=== Section Start ===

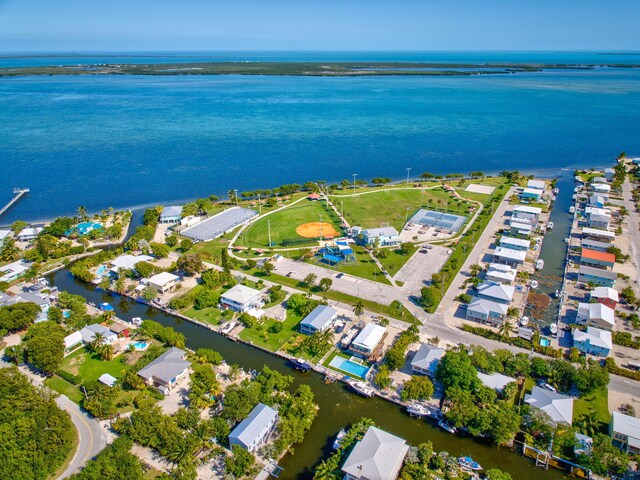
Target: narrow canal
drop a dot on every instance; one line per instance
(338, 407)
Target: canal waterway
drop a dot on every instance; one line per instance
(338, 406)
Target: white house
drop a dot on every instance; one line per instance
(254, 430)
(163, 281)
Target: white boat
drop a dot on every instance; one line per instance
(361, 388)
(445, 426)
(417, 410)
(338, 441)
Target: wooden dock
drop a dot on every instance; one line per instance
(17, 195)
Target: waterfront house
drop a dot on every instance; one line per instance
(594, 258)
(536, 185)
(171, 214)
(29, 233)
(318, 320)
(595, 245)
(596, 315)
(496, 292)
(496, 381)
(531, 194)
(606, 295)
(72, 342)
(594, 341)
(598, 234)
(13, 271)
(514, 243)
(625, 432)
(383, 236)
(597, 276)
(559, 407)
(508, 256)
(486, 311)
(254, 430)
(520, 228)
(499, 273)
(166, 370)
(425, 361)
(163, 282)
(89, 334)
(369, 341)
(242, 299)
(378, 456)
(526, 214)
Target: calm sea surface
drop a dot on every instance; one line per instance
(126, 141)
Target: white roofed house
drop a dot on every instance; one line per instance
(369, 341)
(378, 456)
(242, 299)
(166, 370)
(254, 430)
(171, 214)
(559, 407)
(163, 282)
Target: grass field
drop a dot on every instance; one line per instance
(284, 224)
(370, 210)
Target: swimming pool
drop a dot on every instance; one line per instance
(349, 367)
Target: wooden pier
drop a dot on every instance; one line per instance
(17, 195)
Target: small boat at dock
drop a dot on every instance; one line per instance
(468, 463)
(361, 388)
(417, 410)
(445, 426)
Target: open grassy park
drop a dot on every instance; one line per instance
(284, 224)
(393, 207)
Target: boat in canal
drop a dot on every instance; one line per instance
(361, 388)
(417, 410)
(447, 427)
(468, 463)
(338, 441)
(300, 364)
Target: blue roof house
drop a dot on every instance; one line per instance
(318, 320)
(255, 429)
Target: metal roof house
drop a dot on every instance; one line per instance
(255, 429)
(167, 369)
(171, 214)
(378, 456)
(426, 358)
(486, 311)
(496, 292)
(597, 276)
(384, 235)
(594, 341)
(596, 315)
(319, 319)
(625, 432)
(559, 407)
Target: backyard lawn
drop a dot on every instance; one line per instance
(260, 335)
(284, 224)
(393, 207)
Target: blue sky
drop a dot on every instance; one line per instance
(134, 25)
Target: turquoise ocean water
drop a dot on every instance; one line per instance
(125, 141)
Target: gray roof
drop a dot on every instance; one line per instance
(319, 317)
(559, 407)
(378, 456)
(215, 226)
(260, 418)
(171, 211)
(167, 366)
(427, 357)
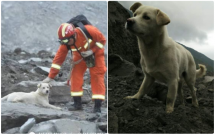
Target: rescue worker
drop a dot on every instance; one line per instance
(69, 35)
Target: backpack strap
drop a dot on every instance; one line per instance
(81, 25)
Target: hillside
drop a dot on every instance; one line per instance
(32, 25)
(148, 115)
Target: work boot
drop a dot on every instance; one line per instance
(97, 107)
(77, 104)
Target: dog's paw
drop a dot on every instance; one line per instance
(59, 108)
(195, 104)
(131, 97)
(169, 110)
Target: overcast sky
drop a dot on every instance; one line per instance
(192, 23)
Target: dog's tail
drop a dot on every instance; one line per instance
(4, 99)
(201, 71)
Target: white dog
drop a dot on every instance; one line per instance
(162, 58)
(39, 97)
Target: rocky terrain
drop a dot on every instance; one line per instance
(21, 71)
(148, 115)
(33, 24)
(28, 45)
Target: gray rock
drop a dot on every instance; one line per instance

=== Section End ===

Exercise ▸
Filter the records for lines containing the word "boat" and copy each one.

Task solution ▸
Target: white boat
Target: small boat at dock
Target: boat in canal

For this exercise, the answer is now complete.